■ What is asked:
Only the lines from the one holding "in [515, 417]." to the end should be retyped, exactly, with both ends included and no pictures.

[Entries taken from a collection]
++++++

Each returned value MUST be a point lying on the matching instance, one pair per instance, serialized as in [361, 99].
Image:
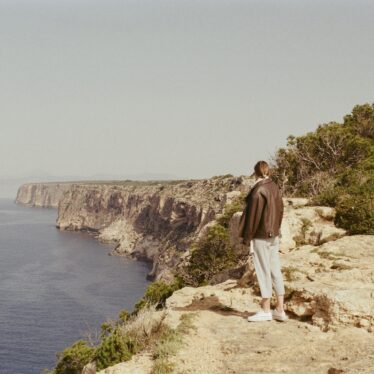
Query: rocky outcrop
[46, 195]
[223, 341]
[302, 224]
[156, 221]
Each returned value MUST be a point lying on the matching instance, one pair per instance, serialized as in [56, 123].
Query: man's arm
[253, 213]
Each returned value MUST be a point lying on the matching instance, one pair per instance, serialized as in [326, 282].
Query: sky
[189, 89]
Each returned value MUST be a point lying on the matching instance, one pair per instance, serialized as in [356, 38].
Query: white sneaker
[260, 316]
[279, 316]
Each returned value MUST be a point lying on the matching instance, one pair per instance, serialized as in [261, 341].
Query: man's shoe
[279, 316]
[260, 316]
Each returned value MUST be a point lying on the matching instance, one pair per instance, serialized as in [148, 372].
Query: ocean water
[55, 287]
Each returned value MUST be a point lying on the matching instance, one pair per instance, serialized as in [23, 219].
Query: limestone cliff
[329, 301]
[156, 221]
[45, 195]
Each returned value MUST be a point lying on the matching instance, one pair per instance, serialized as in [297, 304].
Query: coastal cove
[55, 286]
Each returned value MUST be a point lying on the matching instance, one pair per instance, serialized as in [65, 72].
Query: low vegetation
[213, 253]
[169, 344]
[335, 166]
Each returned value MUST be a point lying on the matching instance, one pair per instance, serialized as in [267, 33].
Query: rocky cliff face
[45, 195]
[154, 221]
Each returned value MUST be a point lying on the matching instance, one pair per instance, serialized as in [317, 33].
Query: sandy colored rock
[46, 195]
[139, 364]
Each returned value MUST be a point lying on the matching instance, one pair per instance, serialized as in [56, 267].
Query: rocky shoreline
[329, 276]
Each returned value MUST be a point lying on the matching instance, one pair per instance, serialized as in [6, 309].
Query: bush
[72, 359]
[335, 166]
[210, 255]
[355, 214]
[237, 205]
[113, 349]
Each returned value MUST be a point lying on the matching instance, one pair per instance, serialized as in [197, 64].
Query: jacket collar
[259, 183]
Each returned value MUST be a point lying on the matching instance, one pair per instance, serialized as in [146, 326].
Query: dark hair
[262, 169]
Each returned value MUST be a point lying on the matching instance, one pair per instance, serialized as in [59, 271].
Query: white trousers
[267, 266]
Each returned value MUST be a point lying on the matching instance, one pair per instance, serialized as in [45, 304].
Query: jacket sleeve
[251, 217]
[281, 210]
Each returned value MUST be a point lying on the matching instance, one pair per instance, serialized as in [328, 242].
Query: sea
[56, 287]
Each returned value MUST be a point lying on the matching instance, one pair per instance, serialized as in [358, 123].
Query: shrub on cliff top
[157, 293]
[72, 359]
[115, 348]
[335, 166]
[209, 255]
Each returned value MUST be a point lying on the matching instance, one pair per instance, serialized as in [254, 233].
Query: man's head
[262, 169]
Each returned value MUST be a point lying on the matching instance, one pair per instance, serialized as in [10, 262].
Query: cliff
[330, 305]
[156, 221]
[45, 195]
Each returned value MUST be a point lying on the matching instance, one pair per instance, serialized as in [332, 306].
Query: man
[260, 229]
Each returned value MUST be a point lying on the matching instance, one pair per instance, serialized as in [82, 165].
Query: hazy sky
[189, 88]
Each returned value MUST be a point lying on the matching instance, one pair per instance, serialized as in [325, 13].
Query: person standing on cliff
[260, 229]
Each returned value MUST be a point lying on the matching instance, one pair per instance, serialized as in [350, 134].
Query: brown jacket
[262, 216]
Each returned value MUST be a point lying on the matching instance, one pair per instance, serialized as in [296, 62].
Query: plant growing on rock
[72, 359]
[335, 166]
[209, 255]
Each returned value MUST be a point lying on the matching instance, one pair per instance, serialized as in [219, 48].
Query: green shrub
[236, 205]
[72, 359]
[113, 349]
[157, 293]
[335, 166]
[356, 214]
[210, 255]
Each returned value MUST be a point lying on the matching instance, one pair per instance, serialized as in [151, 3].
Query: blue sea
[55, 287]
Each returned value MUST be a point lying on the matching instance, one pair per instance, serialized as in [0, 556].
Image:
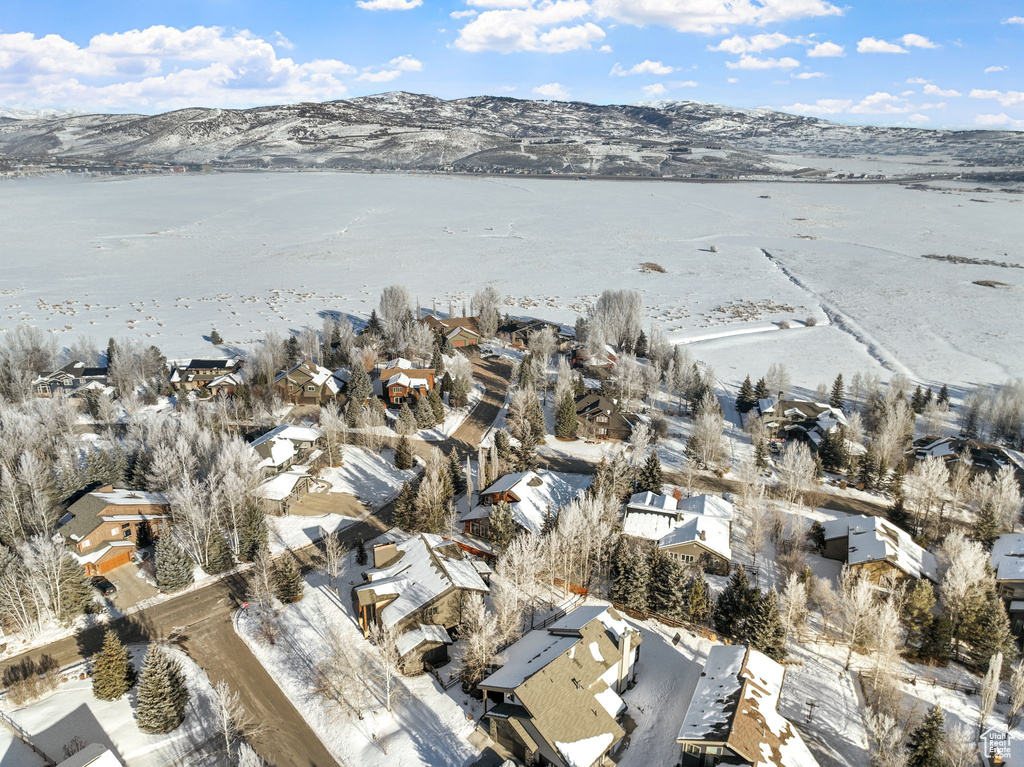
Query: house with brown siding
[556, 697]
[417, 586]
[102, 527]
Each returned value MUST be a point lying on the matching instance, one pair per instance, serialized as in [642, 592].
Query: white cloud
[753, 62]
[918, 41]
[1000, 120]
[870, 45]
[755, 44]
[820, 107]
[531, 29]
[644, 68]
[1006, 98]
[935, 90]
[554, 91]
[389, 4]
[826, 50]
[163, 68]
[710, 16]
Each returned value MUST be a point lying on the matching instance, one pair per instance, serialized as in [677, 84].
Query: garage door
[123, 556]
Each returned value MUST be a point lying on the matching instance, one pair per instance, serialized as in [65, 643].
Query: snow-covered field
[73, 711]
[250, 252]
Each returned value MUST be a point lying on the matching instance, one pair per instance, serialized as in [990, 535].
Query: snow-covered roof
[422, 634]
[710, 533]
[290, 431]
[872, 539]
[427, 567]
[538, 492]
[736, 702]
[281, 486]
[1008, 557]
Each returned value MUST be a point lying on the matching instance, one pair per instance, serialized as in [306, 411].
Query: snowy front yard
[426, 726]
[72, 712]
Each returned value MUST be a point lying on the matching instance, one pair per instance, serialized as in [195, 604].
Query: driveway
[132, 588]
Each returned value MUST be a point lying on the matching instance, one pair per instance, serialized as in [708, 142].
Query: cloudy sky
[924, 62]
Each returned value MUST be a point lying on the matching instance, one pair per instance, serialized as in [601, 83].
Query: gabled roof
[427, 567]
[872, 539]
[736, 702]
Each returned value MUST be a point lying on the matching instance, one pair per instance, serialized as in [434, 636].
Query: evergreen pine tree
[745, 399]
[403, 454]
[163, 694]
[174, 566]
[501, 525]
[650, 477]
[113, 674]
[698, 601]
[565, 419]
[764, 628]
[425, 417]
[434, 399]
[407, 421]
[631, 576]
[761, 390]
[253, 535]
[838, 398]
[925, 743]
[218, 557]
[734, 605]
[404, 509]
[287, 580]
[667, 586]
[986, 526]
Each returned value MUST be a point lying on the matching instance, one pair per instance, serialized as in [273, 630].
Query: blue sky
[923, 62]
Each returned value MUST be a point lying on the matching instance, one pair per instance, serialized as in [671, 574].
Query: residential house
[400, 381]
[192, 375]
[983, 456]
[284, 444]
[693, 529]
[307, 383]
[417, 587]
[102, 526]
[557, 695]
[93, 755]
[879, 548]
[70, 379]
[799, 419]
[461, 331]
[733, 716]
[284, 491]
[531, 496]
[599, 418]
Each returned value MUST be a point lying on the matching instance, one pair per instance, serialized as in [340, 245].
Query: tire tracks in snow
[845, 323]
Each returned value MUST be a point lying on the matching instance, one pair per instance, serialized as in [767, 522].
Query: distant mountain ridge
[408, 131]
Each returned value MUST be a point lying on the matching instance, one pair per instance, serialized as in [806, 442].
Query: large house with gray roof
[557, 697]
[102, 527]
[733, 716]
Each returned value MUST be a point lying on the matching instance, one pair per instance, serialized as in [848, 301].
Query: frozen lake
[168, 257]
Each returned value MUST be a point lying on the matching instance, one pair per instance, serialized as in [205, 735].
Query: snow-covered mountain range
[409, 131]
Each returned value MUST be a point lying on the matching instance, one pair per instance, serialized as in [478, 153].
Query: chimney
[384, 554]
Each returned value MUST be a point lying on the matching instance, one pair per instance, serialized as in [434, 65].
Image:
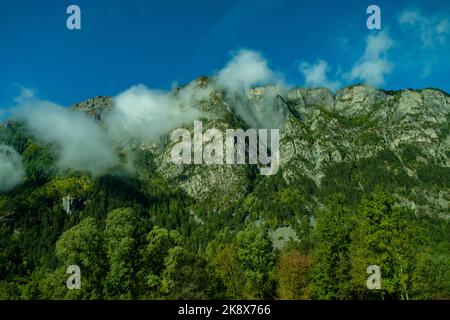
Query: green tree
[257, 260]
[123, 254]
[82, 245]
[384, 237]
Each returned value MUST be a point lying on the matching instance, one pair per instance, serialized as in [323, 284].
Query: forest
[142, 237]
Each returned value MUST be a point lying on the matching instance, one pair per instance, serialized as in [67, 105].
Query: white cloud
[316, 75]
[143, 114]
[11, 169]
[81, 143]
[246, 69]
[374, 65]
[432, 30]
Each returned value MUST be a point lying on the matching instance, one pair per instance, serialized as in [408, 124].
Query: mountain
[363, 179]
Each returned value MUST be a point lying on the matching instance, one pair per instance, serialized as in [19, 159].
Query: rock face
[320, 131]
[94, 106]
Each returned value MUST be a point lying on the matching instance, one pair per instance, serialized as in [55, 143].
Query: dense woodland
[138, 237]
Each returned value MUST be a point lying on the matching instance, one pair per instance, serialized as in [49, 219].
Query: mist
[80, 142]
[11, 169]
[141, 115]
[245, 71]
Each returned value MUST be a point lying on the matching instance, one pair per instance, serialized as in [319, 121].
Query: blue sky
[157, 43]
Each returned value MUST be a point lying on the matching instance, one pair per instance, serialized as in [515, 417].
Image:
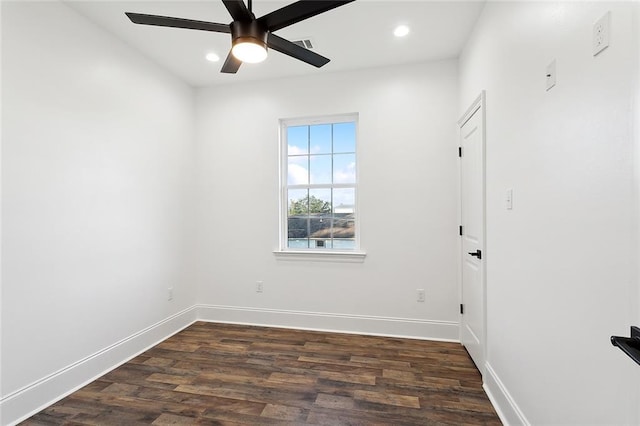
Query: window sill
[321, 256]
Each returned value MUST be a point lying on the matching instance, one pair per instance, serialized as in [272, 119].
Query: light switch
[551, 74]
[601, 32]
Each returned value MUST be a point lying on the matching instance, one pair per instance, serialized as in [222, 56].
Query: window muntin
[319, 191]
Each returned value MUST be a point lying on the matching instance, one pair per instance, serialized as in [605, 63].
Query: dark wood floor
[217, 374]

++++++

■ Exercise output:
Each returned value MUST be a point lying on the matching instance, one pair per instance, serialized as in [515, 417].
Image:
Query: window sill
[321, 256]
Each returned value MUST be a point lying on the matching instance, one pair per instance, serialized as in [272, 119].
Query: light switch
[551, 74]
[601, 32]
Each returned value MUST be a point lying on the matching instance, one pair per instance, serialized as in [222, 56].
Query: window muntin
[319, 191]
Each returned value MUST be a point lying on the matching instance, one pair per instance, serialized as in [605, 63].
Query: dark wood floor
[217, 374]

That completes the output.